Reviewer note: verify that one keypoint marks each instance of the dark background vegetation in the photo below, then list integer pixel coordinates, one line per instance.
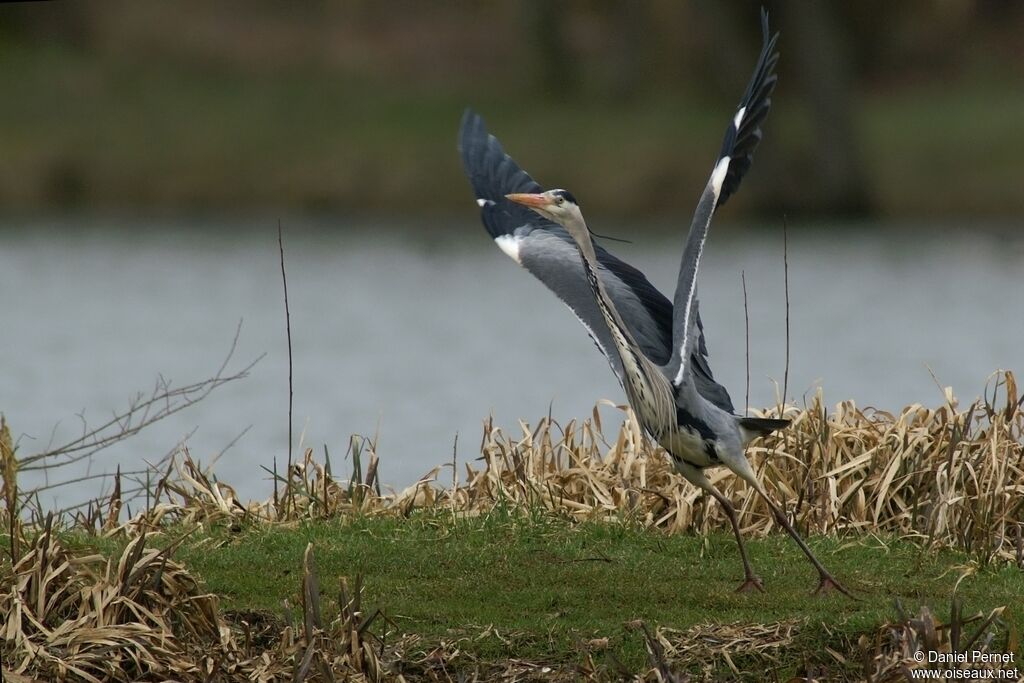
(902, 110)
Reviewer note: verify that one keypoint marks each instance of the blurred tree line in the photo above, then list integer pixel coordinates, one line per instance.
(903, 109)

--

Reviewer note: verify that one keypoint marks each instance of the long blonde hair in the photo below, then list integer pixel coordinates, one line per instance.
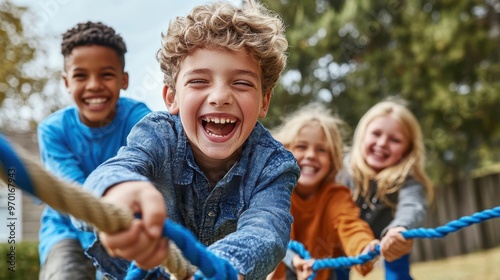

▸ **Exercise task**
Collect each line in the rows above that contains the word "verify", copying every such line in full.

▸ **Solution**
Reviewer note: verify that one keypoint marks each instance of the dark background vegetation in the photo below, then list integer pixel coordinates, one line per instance.
Reviewer note: verify that one keypoint marks each instance of the blurred tree line in the photo above, then list integer pixel coordinates, one line per instance.
Reviewer note: verify that one keypoint marks each instance of the long blonde hair in the photo below, then list integer pixel coordinates, one line per instance.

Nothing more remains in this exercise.